* start RECORDS FOR PROCESSING *
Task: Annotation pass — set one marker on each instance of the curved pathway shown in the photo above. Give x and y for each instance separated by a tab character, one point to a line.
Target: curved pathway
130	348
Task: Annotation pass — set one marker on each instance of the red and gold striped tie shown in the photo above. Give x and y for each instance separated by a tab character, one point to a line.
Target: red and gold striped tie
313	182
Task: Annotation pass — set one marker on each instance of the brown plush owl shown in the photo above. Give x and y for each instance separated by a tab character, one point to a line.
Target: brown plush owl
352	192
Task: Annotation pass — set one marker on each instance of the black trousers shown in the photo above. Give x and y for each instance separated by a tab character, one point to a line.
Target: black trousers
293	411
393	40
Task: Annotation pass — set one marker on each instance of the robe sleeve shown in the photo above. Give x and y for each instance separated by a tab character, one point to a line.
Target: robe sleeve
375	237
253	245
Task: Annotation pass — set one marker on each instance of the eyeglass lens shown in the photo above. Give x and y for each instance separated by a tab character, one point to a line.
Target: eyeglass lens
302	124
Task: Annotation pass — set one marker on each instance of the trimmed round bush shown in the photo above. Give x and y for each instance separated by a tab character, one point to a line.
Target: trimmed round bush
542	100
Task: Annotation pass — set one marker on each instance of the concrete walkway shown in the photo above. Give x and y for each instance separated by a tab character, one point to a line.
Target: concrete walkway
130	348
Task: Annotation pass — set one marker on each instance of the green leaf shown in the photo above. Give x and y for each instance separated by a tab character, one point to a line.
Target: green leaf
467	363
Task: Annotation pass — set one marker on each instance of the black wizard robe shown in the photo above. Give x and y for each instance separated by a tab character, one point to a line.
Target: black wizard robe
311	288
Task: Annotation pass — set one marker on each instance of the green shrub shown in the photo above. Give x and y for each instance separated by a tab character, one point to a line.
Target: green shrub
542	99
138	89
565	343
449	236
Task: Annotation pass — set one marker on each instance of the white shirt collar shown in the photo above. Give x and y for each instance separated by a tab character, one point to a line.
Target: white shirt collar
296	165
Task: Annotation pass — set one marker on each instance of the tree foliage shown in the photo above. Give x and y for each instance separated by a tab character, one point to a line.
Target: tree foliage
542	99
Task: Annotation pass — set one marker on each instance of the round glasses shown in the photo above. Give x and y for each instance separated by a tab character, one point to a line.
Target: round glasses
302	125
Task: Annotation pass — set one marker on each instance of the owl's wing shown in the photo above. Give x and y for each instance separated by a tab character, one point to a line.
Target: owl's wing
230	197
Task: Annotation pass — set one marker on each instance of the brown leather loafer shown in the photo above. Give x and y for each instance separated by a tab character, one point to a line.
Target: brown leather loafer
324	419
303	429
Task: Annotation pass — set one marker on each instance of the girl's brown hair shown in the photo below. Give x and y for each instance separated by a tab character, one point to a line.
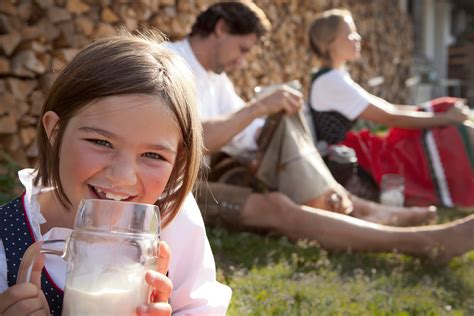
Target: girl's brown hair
119	65
323	32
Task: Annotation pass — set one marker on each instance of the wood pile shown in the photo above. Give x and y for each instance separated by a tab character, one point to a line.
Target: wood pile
37	38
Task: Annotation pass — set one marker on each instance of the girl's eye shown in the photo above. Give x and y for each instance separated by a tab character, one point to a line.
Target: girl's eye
100	142
153	156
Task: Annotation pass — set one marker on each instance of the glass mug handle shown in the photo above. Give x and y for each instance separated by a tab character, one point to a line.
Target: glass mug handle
30	255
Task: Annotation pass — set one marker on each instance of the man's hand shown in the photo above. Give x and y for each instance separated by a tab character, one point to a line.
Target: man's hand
161	284
283	99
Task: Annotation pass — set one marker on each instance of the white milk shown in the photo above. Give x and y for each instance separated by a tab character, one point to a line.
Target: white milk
109	294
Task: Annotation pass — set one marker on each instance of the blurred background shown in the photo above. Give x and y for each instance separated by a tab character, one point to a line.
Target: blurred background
413	50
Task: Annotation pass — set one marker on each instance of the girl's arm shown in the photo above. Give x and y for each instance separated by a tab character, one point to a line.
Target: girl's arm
161	284
382	112
26	298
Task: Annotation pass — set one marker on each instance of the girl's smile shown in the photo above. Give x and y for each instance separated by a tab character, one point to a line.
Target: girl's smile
120	148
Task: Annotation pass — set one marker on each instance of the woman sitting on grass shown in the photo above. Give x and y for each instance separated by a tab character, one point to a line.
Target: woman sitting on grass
430	145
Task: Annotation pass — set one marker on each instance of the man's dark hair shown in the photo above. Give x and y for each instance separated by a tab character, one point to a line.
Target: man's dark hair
240	17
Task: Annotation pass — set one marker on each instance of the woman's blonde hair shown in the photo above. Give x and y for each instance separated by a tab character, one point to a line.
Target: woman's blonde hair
323	32
120	65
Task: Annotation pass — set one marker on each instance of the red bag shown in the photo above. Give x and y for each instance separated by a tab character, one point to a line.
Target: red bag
438	163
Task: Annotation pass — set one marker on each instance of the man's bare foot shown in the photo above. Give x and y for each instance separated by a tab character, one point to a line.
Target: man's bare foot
445	241
392	215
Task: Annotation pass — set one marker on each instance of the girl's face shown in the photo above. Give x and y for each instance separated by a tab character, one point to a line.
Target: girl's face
120	148
346	46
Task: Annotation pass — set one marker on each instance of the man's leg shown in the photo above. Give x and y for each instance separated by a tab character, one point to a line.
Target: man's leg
277	213
293	165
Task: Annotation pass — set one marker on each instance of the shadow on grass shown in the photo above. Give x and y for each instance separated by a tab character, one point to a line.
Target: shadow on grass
271	275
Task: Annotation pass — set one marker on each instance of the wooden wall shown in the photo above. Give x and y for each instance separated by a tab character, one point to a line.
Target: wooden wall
37	38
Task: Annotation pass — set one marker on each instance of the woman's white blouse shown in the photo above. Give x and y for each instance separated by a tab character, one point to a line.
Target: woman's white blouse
192	267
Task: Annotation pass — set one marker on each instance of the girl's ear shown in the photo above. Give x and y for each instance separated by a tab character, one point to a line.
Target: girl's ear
50	121
221	28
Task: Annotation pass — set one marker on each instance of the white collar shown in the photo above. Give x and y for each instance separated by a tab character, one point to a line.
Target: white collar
193	61
32	206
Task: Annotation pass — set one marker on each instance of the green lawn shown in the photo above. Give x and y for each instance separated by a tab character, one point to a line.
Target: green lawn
272	276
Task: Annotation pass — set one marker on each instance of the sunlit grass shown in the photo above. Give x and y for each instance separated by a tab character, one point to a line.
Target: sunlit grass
272	276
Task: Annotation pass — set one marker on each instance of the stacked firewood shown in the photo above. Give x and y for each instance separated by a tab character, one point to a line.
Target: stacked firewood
37	38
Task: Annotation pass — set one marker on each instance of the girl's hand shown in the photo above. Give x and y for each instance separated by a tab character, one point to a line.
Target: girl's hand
161	284
26	298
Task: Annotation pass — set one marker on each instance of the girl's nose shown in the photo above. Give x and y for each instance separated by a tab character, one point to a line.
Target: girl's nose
122	171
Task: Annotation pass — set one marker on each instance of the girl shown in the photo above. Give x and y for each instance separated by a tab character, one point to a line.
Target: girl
437	164
119	123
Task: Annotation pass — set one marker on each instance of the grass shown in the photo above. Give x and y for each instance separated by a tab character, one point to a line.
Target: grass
271	276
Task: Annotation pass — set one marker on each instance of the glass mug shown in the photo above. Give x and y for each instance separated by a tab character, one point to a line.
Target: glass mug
111	247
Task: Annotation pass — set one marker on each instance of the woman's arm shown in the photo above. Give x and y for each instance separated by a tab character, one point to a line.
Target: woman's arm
382	112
* end RECORDS FOR PROCESSING *
_WHAT TO DO_: Leave the images out, please, and restate each line word for word.

_EXERCISE RESULT_:
Task: Annotation pass — set one marker on each instance of the curved pathway shown in the photo above. Give x and y for each instance separated by a tab character, one point to a line.
Target: curved pathway
130	348
Task: Annotation pass — set one marker on each instance of the red and gold striped tie shown in the photo above. Give x and y for each instance separated by a tab character, one point to a line.
Target: red and gold striped tie
313	182
Task: Annotation pass — set one marker on each instance of the brown plush owl shown in the photo above. Give x and y for each instance separated by a tab character, one point to a line.
Target: brown plush owl
352	192
Task: Annotation pass — set one marker on each instance of the black trousers shown in the photo above. Give x and y for each instance separated by a tab character, one point to a line.
Target: black trousers
293	411
393	40
Task: Annotation pass — set one marker on each instance of the robe sleeve shown in the photo above. Give x and y for each instance separated by a tab character, one point to a line.
Target: robe sleeve
375	237
253	245
Task: Annotation pass — set one marker on each instance of the eyeglass lens shown in the photo above. Give x and y for each instance separated by a tab character, one point to a line.
Target: eyeglass lens
302	124
Task: Annotation pass — set one marker on each instance of the trimmed round bush shown in the photo above. Give x and y for each instance separated by a tab character, one point to a line.
Target: trimmed round bush
542	100
Task: Annotation pass — set one marker on each instance of the concrete walkway shown in the photo above. Give x and y for each instance separated by a tab character, one point to a line.
Target: concrete walkway
130	348
Task: Annotation pass — set one marker on each instance of the green leaf shown in the photo above. Give x and y for each instance separated by a tab character, one point to a line.
Target: green leaf
467	363
Task: Annotation pass — set one marker on each instance of the black wizard robe shown in the photo above. Give x and y for each instance separated by a tab character, one point to a line.
Target: black wizard robe
311	288
Task: Annotation pass — set one marker on each instance of the green shrub shown in the photo above. Give x and y for each instance separated by a tab character, one point to a line.
Target: green shrub
542	99
138	89
565	343
449	236
Task: Annotation pass — set one marker on each instance of the white shirt collar shown in the photo above. Give x and y for each instance separated by a tab character, one point to a line.
Target: white shirt collar
296	165
Task: Annotation pass — set one marker on each instance of the tree foliage shown in the photo above. Give x and y for each instance separated by a tab character, one point to a line.
Target: tree foliage
542	99
Task: Annotation pass — set one marker on each instance of the round glasses shown in the photo above. Give x and y for each instance separated by a tab character, one point to a line.
Target: round glasses
302	125
Task: Annotation pass — set one marker on each instance of the owl's wing shown in the photo above. Give x and y for each instance separated by a tab character, one point to a line.
Target: owl's wing
230	197
Task: Annotation pass — set one marker on each instance of the brown leather loafer shown in the photo above. Give x and y for each instance separated by a tab character, one point to a line.
Target: brown leather loafer
324	419
303	429
Task: Annotation pass — set one marker on each instance of the girl's brown hair shown in the photo below. Give x and y for each instance separated by a tab character, one point to a line.
Target: girl's brown hair
119	65
323	32
Task: Annotation pass — set one marker on each instance of the wood pile shown in the photo above. Give x and y for each instance separated by a tab character, one point to a line.
Target: wood pile
37	38
Task: Annotation pass — set one marker on each instance of the girl's eye shown in the photo above. Give x and y for each instance separated by a tab character, one point to a line.
Target: girl's eye
100	142
153	156
Task: Annotation pass — set one marker on each instance of the glass mug handle shown in the photo above. Give x and y for each instance separated by a tab character, one point to a line.
Target: glass mug handle
30	255
Task: Annotation pass — set one marker on each instance of the man's hand shown in the photo above. Give x and y for each instance separated by a tab character, one point to a line.
Target: man's hand
161	284
283	99
Task: Annotation pass — set one marker on each instance of the white milk shown in the photo above. Give x and y for each instance separated by a tab character, one point to a line.
Target: white milk
109	294
Task: Annotation pass — set one marker on each instance of the blurred background shown in the photo above. Give x and y for each instance separated by a tab character, one point to a line.
Target: blurred background
413	50
Task: Annotation pass — set one marker on each instance of the girl's arm shown in the photo above. Give x and y for each instance separated by a tab character, one point to a line.
Target: girl's arm
161	284
382	112
26	298
Task: Annotation pass — set one marker on each instance of the girl's smile shown in the photo above. Give x and y for each instance separated by a tab character, one point to a line.
Target: girl's smile
120	148
Task: Annotation pass — set one marker on each instance of the woman sitting on grass shown in the photo above. Give x and y for each instance separated by a tab character, one point to a line.
Target: woman sitting on grass
430	145
Task: Annotation pass — set one marker on each instance of the man's dark hair shown in the photo above. Give x and y for each instance separated by a tab character, one point to a line.
Target: man's dark hair
240	17
Task: Annotation pass — set one marker on each instance of the woman's blonde hair shown in the photo above. Give x and y for each instance separated by a tab character, one point to a line.
Target: woman's blonde hair
323	32
120	65
Task: Annotation pass — set one marker on each instance of the red bag shown in the photo above. Give x and y for each instance separated by a tab character, one point to a line.
Target: red bag
438	163
Task: Annotation pass — set one marker on each instance of the man's bare foot shown in the photo above. Give x and y for each instance separated by a tab character, one point to a line.
Target: man's bare foot
445	241
392	215
Task: Annotation pass — set one marker on each instance of the girl's face shown in the photo above. Give x and y for each instance separated by a tab character, one point to a line.
Target: girl's face
120	148
346	46
Task: Annotation pass — set one marker on each instance of the man's leg shown in the photo above. Give x and y for each instance separated by a tab character, one point to a line.
Target: man's leg
277	213
293	165
Task: Annotation pass — set one marker on each instance of the shadow on grass shown in the photo above. Give x and y for each instance separated by a tab character, one point to a line.
Target: shadow on grass
271	275
Task: Annotation pass — set one marker on each instance of the wooden wall shown in the photo above. Give x and y for each instance separated by a tab character, one point to a line.
Target: wooden wall
37	38
Task: Annotation pass — set one marker on each instance of the woman's white blouse shown in the photo above. Give x and y for each instance separated by a tab character, one point to a line.
Target: woman's white blouse
192	267
Task: Annotation pass — set one marker on each instance of the girl's ear shown in the photo above. Give x and y for each instance separated by a tab character, one point to a line.
Target: girl's ear
50	121
221	28
Task: Annotation pass — set one marker on each instance of the white collar shown in the photo above. Give x and y for each instance separated by a tab character, one point to a line.
Target: white collar
193	61
32	206
Task: Annotation pass — set one marker on each instance of the green lawn shown in the photo above. Give x and y for each instance separated by a tab character, one point to a line.
Target: green lawn
272	276
Task: Annotation pass — set one marker on each instance of the sunlit grass shown in the photo above. Give x and y for each instance separated by a tab character, one point to a line.
Target: sunlit grass
272	276
Task: Annotation pass — set one marker on each instance of the stacked firewood shown in the photo above. Give x and y for each instance separated by a tab character, one point to a line.
Target: stacked firewood
37	38
Task: Annotation pass — set one marker on each instance of the girl's hand shown in the photo above. Give x and y for each instance separated by a tab character, one point to a line.
Target: girl's hand
161	284
26	298
Task: Annotation pass — set one marker on each instance of the girl's nose shown in the photo above. Give x and y for each instance separated by a tab character, one point to a line.
Target: girl's nose
122	171
Task: Annotation pass — set one marker on each instance of the girl shown in the photo above. Give x and y for each instance separated by a tab character, one point to a line.
Target: girl
437	164
119	123
Task: Annotation pass — set one marker on each instance of the grass shown in the photo above. Give x and y for each instance separated by a tab character, one point to a line.
Target: grass
271	276
Task: Annotation pass — set one marker on each instance of the glass mug shown in the photo above. Give x and y for each instance separated by a tab character, one point to a line.
Target: glass mug
111	247
Task: Annotation pass — set one marker on each instance of the woman's arm shown in the photo above. Give x and y for each instance separated by a tab character, one point to a line.
Target: woman's arm
382	112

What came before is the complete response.